Григорий Померанц

В пространстве без дорог


Когда В. Бакатин (в августе-ноябре 1991 года председатель КГБ СССР) баллотировался в президенты, он пошутил: сделать из капитализма социализм — все равно что разбить яйца и изжарить омлет. А сделать из социализма капитализм — значит, превратить омлет в сырые яйца. Шутка мне понравилась, я ее запомнил. В моих глазах она извиняла неудачи Горбачева, Ельцина, Гайдара. И довольно долго я отказывался критиковать нелепые решения. Я не знал лучших. Только бездействие Москвы, когда армян в Сумгаите три дня подряд резали, насиловали и жгли на кострах, я назвал преступлением. И не только против человечества, а против государства, которым они (лидеры) правили. Государство, допустившее резню, дает сигнал к мятежу. Теперь кто смел, тот два съел. И многие (в том числе чеченцы) это поняли. В Сумгаите надо было дать войскам приказ стрелять на поражение, арестованных судить военно-полевым судом и расстреливать, — и удержать лавину насилия, которая с тех пор пожрала сотни тысяч. Это во мне заговорил гвардии лейтенант, и я думаю, что он был прав.

А в экономическую политику я по-прежнему мысленно не вмешивался. Еще в 50-е годы мне пришлось прочесть Хайека, Мизеса, прочел и их противников и понял, что в этой области у меня нет интуиции. Послушаешь Ленина, — Ленин прав, послушаешь Мартова, — Мартов прав, говорил Плеханов на II съезде. Так и я. Другое дело — теория цивилизаций. Удачи и ошибки Шпенглера, Тойнби, Гумилева, Хантингтона я замечал на лету и мог строить собственные схемы. Но экономика… не моя это область, и надо молчать.

------------------------------------

◆ **Поставленная задача 1**:
Кому принадлежат слова о Ленине и Мартове, приведенные во фрагменте о переходе от социализма к капитализму, и где они прозвучали?
◆ **Поставленная задача 2**:
Продолжите фрагмент о переходе от социализма к капитализму, начиная после его последнего предложения.

Элементы набора данных:
------------------------------------

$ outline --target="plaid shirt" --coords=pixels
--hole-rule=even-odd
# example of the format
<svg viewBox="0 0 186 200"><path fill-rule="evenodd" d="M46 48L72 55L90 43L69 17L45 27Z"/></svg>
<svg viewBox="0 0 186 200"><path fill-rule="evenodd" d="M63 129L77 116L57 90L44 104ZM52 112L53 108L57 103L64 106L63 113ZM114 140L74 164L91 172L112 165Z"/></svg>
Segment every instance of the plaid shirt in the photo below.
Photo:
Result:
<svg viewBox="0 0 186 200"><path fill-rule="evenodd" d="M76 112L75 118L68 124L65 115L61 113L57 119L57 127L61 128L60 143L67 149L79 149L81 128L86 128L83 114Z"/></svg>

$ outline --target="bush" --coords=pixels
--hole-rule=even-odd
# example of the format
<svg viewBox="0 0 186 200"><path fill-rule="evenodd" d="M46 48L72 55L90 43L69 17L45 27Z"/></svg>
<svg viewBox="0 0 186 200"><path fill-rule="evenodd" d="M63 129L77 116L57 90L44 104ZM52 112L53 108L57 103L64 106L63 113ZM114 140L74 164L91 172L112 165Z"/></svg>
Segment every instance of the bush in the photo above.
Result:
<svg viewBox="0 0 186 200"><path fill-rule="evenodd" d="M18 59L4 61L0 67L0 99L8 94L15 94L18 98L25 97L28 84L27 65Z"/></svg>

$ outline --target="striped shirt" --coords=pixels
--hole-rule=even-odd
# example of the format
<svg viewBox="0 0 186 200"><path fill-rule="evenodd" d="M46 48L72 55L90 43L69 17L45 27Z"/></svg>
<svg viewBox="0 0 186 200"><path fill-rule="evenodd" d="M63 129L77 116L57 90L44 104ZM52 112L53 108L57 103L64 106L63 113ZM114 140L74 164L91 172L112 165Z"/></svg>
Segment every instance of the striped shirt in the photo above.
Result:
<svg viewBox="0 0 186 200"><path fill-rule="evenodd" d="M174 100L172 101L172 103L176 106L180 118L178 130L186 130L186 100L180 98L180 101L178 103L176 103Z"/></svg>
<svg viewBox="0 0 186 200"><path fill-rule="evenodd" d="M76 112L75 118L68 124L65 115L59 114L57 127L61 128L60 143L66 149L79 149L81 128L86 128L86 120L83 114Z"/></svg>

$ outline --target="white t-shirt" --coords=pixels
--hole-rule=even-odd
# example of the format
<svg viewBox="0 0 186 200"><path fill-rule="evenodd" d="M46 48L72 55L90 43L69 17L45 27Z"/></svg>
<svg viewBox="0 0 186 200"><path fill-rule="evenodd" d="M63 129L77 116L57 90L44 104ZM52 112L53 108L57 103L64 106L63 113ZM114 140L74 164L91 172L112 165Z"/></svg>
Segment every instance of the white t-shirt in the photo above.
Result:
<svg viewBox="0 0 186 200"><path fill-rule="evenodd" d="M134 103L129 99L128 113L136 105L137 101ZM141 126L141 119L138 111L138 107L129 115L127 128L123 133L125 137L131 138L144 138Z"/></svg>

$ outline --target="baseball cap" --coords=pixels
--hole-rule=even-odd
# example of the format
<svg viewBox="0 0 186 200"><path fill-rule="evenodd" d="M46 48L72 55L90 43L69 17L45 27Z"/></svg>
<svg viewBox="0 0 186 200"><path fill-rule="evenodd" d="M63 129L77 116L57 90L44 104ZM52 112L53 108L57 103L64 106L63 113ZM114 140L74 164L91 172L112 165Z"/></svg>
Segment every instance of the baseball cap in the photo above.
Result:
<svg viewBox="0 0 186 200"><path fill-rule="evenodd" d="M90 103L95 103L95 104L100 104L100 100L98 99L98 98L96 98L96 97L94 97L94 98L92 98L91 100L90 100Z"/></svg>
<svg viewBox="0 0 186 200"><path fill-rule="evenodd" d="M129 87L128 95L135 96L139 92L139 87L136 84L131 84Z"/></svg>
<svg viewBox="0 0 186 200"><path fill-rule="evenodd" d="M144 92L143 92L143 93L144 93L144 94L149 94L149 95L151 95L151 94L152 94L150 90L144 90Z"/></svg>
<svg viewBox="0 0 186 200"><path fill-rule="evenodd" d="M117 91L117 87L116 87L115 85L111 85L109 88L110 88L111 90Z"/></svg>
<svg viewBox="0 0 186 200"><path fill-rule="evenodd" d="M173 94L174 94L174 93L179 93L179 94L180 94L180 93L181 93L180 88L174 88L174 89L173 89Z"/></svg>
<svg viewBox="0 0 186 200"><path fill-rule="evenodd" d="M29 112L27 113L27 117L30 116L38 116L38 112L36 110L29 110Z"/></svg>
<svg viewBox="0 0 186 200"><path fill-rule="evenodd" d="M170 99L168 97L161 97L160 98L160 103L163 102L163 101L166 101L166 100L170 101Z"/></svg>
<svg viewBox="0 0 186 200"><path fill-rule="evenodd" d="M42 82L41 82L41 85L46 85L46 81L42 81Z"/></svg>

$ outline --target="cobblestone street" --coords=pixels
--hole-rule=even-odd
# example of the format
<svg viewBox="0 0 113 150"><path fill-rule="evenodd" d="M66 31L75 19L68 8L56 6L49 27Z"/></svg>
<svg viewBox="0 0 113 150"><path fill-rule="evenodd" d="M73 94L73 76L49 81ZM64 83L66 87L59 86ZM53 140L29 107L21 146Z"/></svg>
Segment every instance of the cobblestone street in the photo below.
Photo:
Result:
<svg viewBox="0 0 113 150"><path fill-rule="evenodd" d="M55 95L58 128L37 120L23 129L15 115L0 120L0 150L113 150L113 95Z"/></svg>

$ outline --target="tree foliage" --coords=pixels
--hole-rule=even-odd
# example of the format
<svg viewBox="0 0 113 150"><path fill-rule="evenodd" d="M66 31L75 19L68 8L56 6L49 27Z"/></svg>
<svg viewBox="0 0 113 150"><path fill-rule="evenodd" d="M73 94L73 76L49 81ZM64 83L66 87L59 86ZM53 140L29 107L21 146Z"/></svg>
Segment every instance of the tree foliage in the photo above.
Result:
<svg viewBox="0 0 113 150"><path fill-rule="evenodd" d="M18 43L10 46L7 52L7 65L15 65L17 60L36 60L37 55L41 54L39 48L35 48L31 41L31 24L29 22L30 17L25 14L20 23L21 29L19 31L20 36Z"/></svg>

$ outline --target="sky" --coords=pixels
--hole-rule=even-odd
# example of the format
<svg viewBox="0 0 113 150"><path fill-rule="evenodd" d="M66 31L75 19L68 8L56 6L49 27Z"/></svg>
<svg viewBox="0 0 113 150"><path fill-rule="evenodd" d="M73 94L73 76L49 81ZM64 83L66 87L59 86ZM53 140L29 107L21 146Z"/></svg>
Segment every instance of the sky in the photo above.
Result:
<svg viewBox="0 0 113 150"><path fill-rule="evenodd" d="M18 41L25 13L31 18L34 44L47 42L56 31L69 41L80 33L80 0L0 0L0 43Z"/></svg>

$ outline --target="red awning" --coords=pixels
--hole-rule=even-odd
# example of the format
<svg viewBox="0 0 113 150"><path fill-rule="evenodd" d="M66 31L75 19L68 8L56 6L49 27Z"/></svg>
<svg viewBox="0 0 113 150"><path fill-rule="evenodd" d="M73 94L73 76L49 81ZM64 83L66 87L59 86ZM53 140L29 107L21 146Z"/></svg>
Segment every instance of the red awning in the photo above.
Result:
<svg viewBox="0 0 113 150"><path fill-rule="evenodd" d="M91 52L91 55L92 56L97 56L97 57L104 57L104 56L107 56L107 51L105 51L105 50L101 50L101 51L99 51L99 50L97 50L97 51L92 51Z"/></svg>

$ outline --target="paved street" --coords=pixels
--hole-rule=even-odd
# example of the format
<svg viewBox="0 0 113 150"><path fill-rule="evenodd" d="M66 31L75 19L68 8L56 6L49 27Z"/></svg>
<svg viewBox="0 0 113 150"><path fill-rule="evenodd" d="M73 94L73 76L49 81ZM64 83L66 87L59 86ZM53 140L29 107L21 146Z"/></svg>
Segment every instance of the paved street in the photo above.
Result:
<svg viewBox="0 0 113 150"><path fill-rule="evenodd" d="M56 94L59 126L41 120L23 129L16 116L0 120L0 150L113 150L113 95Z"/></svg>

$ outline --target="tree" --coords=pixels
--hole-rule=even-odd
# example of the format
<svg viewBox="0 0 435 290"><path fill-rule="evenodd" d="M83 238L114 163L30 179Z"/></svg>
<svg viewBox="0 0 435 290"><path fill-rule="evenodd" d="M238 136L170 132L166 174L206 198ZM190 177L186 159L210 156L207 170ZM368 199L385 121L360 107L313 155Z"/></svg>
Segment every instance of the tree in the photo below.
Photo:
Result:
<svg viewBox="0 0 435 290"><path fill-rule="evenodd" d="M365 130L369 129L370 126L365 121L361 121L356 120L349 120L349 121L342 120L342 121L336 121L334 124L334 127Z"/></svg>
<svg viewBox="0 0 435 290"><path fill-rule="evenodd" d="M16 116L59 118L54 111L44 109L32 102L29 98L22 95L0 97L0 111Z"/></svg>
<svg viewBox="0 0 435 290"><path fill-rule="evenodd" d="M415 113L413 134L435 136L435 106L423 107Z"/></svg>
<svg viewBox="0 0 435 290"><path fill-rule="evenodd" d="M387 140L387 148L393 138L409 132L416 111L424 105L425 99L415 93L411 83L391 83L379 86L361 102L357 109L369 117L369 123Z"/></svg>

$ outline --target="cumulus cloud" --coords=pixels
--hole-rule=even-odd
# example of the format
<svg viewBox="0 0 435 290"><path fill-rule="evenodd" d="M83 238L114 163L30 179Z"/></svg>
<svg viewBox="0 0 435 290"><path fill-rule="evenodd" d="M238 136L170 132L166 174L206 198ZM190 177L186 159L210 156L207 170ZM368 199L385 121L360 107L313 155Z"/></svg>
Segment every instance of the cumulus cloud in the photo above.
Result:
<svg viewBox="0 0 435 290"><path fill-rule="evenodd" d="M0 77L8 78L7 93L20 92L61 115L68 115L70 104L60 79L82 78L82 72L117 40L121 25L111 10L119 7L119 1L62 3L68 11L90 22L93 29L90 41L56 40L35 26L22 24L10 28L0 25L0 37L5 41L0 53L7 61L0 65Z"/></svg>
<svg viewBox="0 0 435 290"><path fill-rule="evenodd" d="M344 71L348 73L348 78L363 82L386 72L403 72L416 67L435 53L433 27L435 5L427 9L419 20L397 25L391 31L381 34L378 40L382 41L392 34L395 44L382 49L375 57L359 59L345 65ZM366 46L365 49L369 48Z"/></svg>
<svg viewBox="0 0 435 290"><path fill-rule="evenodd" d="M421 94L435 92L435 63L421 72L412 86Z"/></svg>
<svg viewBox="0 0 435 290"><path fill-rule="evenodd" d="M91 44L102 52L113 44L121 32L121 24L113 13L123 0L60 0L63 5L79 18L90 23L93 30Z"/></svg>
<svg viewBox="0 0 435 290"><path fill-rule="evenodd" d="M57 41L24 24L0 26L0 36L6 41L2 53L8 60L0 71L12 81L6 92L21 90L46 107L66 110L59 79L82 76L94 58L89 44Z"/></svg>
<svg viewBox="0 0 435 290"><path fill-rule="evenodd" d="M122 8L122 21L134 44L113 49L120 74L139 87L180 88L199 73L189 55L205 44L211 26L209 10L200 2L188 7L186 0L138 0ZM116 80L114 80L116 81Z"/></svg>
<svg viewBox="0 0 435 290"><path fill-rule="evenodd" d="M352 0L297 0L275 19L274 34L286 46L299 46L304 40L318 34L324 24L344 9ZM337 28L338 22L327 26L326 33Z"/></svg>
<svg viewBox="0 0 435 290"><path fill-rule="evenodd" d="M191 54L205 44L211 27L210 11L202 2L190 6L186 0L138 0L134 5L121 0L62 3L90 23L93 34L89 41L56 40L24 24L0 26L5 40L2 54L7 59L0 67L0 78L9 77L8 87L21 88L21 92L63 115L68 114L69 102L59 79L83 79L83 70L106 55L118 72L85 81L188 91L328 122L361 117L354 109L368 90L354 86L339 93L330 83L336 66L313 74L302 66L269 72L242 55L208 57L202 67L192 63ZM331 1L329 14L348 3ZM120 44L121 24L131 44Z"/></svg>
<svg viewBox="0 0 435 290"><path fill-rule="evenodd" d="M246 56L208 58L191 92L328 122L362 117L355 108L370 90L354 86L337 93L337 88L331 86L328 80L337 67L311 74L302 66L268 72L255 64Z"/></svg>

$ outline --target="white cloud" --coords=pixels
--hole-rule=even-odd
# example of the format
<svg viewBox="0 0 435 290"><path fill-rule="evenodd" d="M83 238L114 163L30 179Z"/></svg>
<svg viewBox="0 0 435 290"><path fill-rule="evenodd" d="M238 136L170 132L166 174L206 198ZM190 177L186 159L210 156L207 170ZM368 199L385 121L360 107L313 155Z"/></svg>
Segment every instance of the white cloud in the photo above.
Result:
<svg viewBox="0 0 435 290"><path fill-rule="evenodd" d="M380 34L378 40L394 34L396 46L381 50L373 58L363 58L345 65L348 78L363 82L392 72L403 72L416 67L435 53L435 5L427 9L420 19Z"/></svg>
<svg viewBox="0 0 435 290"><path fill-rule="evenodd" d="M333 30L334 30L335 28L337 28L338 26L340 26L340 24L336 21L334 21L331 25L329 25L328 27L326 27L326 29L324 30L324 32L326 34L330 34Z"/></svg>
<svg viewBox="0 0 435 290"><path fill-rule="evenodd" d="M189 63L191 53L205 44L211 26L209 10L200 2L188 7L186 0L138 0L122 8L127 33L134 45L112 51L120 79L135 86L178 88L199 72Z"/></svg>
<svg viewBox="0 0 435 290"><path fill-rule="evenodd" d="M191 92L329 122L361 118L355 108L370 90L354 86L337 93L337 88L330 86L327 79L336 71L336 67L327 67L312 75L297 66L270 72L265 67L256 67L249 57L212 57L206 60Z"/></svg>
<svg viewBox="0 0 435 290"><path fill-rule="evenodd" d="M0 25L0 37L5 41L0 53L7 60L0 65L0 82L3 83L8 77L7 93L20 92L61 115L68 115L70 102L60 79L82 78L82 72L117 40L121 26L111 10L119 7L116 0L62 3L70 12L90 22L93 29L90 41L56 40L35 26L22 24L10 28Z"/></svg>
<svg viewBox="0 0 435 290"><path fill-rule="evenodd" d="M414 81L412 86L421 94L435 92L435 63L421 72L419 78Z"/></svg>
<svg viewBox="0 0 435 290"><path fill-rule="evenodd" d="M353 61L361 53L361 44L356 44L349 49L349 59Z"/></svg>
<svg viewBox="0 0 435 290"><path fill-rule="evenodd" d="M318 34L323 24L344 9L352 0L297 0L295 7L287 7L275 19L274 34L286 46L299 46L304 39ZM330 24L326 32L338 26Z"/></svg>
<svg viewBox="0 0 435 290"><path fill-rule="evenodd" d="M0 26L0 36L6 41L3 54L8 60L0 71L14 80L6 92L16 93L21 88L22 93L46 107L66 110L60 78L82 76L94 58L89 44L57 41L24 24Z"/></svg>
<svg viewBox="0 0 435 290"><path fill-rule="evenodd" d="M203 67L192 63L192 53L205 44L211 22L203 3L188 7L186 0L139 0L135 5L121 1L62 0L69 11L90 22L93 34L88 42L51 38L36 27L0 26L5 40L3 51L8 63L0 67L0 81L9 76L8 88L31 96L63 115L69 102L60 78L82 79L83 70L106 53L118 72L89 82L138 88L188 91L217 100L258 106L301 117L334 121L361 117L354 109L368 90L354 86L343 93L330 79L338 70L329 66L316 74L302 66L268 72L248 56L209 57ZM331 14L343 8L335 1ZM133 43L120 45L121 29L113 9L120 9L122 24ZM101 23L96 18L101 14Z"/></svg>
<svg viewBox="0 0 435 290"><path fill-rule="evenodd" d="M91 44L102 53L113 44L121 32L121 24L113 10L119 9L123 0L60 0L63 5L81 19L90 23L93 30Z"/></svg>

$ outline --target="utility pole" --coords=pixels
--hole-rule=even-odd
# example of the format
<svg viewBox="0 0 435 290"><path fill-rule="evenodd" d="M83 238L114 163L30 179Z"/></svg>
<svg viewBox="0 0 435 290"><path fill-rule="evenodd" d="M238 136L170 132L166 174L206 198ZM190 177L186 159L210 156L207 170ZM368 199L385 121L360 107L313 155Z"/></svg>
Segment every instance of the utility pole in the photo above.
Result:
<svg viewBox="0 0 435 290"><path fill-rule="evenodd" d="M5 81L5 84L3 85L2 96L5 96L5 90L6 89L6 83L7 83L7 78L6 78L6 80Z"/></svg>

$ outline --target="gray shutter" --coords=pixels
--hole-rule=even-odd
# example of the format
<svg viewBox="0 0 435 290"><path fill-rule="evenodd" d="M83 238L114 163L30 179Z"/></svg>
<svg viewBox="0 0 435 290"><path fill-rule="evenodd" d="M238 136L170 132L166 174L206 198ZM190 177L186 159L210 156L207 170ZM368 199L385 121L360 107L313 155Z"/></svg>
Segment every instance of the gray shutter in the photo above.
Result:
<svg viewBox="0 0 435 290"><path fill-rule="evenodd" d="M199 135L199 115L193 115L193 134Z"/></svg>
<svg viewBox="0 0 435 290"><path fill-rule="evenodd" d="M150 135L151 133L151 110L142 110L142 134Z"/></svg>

------------------------------------

◆ **Итоговый ответ 1**:
Их произнес Плеханов на II съезде.

◆ **Итоговый ответ 2**:
Однако шли годы, и мы одни топтались вокруг омлета. В Восточной Европе и в Китае дела довольно быстро пошли на лад. Чехи и поляки вернулись к традиционному порядку, Китай — к чему-то вроде нэпа в редакции Бухарина и Дэн Сяопина. Видимо, там жарили не омлет, а яичницу-глазунью, в которой каждое яйцо сохраняло свою индивидуальность, и главное — не так долго.

В первый же мой выезд за рубеж, в 1990 году, меня спросили (на восточно-европейском семинаре во Франкфурте), почему у нас все не ладится. И я сразу сказал в ответ то, что могу сегодня только развить: мы на 25—30 лет дольше вползали в Утопию. С октября 1917 года целое поколение, сохранявшее живую связь с традицией (а без традиций никакая история не складывается, даже в революционные эпохи), вымерло.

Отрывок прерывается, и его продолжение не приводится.